BRIEF
How many lines in the listing below contain the word "every"? Reply with the number alone.

################

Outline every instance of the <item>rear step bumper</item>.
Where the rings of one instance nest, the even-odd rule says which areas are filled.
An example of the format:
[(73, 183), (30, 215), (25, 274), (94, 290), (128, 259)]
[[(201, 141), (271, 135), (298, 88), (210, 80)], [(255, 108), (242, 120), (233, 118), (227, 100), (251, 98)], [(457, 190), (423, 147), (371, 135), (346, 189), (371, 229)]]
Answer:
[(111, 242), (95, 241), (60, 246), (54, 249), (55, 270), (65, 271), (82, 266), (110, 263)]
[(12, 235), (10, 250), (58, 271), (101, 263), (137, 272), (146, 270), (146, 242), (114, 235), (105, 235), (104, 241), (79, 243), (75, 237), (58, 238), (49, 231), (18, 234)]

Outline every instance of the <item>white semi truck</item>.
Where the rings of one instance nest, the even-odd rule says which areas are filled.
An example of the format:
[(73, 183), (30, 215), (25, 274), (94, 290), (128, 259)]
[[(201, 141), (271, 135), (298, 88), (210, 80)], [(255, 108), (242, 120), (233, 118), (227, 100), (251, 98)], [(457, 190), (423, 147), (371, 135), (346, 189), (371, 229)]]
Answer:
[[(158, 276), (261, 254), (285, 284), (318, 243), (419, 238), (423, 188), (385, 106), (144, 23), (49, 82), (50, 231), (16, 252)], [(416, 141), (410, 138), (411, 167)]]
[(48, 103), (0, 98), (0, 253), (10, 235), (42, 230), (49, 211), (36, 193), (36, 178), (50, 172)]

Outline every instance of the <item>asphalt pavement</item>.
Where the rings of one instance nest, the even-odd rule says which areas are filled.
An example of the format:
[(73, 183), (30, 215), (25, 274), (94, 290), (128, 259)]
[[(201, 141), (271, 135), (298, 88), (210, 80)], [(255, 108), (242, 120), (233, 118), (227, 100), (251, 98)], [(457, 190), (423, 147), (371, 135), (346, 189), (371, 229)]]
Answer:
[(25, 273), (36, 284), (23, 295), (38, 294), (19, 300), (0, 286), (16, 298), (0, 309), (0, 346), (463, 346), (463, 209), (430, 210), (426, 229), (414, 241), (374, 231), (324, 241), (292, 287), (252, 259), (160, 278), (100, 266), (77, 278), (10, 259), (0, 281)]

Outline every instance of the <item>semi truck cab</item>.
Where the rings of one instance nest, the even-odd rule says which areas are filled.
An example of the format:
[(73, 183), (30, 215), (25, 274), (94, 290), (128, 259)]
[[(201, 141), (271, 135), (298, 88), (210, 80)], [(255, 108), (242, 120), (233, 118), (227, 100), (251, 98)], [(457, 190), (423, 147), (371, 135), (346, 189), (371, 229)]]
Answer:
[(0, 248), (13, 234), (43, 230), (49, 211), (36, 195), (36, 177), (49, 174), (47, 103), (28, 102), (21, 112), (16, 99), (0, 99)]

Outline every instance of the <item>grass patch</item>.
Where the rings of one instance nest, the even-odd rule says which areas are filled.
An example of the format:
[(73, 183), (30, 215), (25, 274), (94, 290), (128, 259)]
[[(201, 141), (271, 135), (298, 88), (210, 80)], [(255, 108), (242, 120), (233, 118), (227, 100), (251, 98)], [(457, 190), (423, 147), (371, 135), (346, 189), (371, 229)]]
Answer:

################

TASK RESULT
5